*** Available records Section Begins ***
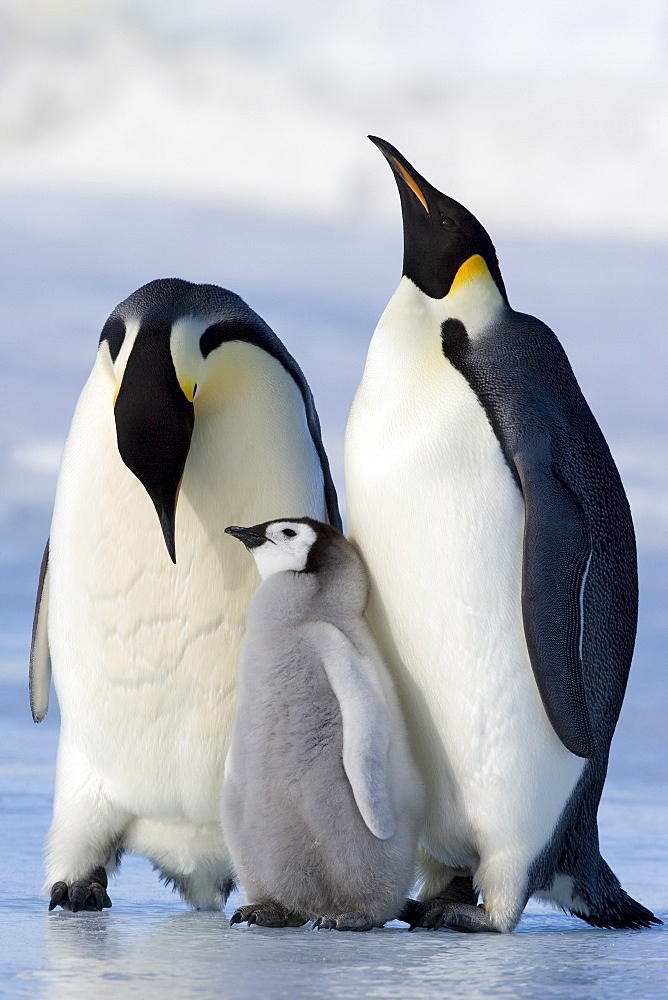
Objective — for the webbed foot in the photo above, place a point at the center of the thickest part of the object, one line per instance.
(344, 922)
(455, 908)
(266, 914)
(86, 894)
*** Available records Section Ends ***
Reproduce, word for word, everything in the listing above except the pictures.

Objective — for the webbed foot in the photo above, place a point at the center of the thickest part of the object, one line per instance.
(344, 922)
(455, 908)
(266, 914)
(86, 894)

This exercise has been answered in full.